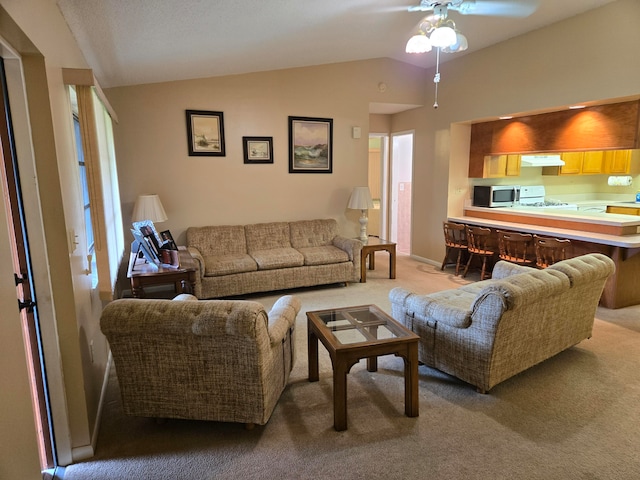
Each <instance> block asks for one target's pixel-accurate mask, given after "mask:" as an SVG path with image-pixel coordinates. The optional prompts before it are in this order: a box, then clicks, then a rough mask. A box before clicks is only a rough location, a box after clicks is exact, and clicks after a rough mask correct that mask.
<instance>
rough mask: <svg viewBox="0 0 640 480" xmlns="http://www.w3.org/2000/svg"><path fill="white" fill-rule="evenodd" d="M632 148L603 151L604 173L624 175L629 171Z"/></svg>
mask: <svg viewBox="0 0 640 480" xmlns="http://www.w3.org/2000/svg"><path fill="white" fill-rule="evenodd" d="M632 152H633V150H609V151H607V152H604V170H605V173H612V174H614V175H621V174H622V175H625V174H629V173H631V154H632Z"/></svg>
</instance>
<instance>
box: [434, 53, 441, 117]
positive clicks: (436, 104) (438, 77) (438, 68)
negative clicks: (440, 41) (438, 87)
mask: <svg viewBox="0 0 640 480" xmlns="http://www.w3.org/2000/svg"><path fill="white" fill-rule="evenodd" d="M433 83H435V84H436V98H435V101H434V102H433V108H438V83H440V47H438V48H436V74H435V75H434V77H433Z"/></svg>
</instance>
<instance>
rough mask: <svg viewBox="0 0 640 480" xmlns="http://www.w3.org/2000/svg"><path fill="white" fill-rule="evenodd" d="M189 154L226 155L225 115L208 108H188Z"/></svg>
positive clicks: (187, 120) (199, 154) (192, 154)
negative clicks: (192, 108) (208, 108)
mask: <svg viewBox="0 0 640 480" xmlns="http://www.w3.org/2000/svg"><path fill="white" fill-rule="evenodd" d="M186 114H187V140H188V141H189V156H191V157H193V156H209V157H224V156H225V155H226V153H225V145H224V115H223V113H222V112H210V111H207V110H186Z"/></svg>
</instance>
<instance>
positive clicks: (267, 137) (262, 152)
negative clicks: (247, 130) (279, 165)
mask: <svg viewBox="0 0 640 480" xmlns="http://www.w3.org/2000/svg"><path fill="white" fill-rule="evenodd" d="M242 150H243V152H244V163H273V137H242Z"/></svg>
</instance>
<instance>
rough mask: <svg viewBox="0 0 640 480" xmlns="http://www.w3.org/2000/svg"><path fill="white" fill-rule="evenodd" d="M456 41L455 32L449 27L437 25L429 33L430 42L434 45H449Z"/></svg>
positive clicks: (455, 33)
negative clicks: (429, 33)
mask: <svg viewBox="0 0 640 480" xmlns="http://www.w3.org/2000/svg"><path fill="white" fill-rule="evenodd" d="M456 41H457V38H456V32H455V30H454V29H453V28H451V27H438V28H436V29H435V30H434V31H433V33H432V34H431V44H432V45H433V46H434V47H441V48H442V47H450V46H451V45H454V44H455V43H456Z"/></svg>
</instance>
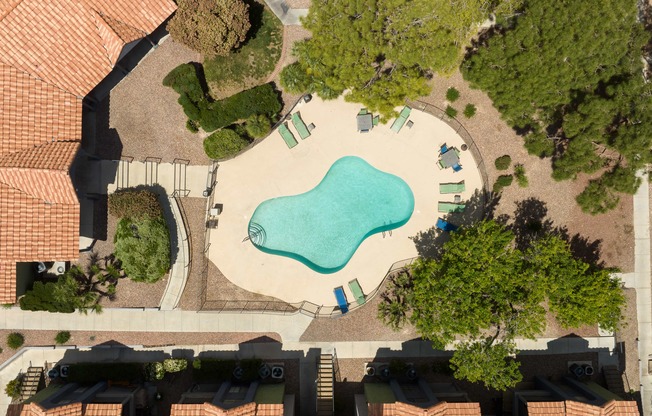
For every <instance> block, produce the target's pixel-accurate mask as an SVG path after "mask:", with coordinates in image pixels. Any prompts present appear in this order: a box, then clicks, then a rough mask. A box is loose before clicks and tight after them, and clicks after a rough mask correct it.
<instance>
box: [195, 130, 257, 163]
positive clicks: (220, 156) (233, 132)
mask: <svg viewBox="0 0 652 416" xmlns="http://www.w3.org/2000/svg"><path fill="white" fill-rule="evenodd" d="M248 145H249V141H248V140H247V139H245V138H244V137H242V136H240V135H239V134H238V133H236V132H235V131H233V130H231V129H222V130H219V131H216V132H215V133H213V134H211V135H210V136H208V137H207V138H205V139H204V152H206V155H208V157H210V158H211V159H216V160H218V159H224V158H227V157H231V156H235V155H237V154H238V152H240V151H241V150H242V149H244V148H245V147H247V146H248Z"/></svg>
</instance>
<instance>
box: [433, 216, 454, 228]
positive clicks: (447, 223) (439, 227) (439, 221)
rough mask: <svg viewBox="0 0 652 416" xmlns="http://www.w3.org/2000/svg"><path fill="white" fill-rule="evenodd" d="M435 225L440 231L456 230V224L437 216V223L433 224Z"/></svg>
mask: <svg viewBox="0 0 652 416" xmlns="http://www.w3.org/2000/svg"><path fill="white" fill-rule="evenodd" d="M435 227H437V228H438V229H440V230H442V231H456V230H457V228H458V227H457V225H454V224H451V223H450V222H448V221H445V220H442V219H441V218H437V224H435Z"/></svg>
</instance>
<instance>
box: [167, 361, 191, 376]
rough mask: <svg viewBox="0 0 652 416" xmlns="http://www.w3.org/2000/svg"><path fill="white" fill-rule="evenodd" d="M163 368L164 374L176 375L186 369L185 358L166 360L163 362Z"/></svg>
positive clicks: (187, 367)
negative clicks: (178, 372) (172, 374)
mask: <svg viewBox="0 0 652 416" xmlns="http://www.w3.org/2000/svg"><path fill="white" fill-rule="evenodd" d="M163 368H164V369H165V372H166V373H178V372H179V371H183V370H185V369H186V368H188V360H186V359H185V358H166V359H165V360H163Z"/></svg>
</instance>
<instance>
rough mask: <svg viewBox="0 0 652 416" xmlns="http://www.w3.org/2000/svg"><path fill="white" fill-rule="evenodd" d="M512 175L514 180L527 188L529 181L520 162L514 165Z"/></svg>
mask: <svg viewBox="0 0 652 416" xmlns="http://www.w3.org/2000/svg"><path fill="white" fill-rule="evenodd" d="M514 176H516V182H518V186H520V187H521V188H527V186H528V184H529V181H528V179H527V176H525V167H524V166H523V165H521V164H518V165H515V166H514Z"/></svg>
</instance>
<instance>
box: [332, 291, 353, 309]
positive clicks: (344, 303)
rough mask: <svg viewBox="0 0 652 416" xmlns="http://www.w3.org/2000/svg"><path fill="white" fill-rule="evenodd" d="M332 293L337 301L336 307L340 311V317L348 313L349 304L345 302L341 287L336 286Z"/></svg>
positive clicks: (344, 298)
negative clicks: (333, 294)
mask: <svg viewBox="0 0 652 416" xmlns="http://www.w3.org/2000/svg"><path fill="white" fill-rule="evenodd" d="M333 293H334V294H335V299H336V300H337V306H339V307H340V311H342V315H344V314H345V313H347V312H348V311H349V303H348V302H347V301H346V294H345V293H344V288H343V287H342V286H338V287H336V288H335V289H333Z"/></svg>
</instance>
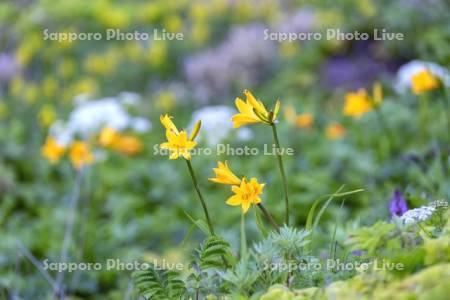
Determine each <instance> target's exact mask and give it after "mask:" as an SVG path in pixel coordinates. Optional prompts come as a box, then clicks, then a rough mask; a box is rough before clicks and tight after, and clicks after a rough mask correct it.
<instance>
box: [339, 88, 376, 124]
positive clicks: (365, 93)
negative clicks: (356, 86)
mask: <svg viewBox="0 0 450 300" xmlns="http://www.w3.org/2000/svg"><path fill="white" fill-rule="evenodd" d="M372 109H373V105H372V103H371V101H370V99H369V97H368V95H367V92H366V90H365V89H360V90H359V91H358V92H356V93H354V92H352V93H347V94H346V95H345V105H344V112H343V113H344V115H346V116H351V117H356V118H360V117H361V116H363V115H364V114H366V113H368V112H370V111H372Z"/></svg>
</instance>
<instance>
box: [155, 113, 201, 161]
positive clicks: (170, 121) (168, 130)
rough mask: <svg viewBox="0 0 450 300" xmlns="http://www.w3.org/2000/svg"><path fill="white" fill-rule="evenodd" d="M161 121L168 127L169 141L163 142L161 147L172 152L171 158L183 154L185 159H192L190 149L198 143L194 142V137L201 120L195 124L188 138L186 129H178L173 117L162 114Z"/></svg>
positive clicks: (183, 156) (193, 146)
mask: <svg viewBox="0 0 450 300" xmlns="http://www.w3.org/2000/svg"><path fill="white" fill-rule="evenodd" d="M160 121H161V124H162V125H163V126H164V127H165V128H166V138H167V142H166V143H162V144H161V145H159V147H160V148H161V149H168V150H169V151H170V152H171V153H170V156H169V159H177V158H178V157H180V156H183V157H184V158H185V159H187V160H191V154H190V150H191V149H193V148H194V147H195V145H197V143H196V142H194V139H195V137H196V136H197V134H198V132H199V130H200V126H201V122H200V121H199V122H197V124H195V128H194V130H193V131H192V133H191V136H190V137H189V138H188V136H187V132H186V131H184V130H182V131H178V128H177V127H176V126H175V124H174V123H173V122H172V117H170V116H168V115H167V114H166V115H164V116H160Z"/></svg>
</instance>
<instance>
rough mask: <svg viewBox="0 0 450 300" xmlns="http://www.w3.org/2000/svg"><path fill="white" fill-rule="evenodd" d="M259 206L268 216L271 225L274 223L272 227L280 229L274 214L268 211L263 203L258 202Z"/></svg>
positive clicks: (279, 229) (277, 229) (260, 208)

──────

*The task*
List every line of the entries above that contains the word "accurate".

*Your solution*
Each <instance> block asks for one target's pixel-accurate mask, given after "mask:" as an SVG path with image-pixel coordinates. The optional prompts before it are in this order: a box, then clicks, then a rough mask. A box before clicks is only a rough location, a box after clicks is exact, and clicks after a rough mask correct that mask.
For every <instance> block, produce the target's pixel-accurate mask as an SVG path after "mask:", with coordinates in image pixels. Any prompts present appear in this order: a box, then clicks, then a rough mask. A box is loose before clicks and tight after them, and clicks after a rough mask correct it.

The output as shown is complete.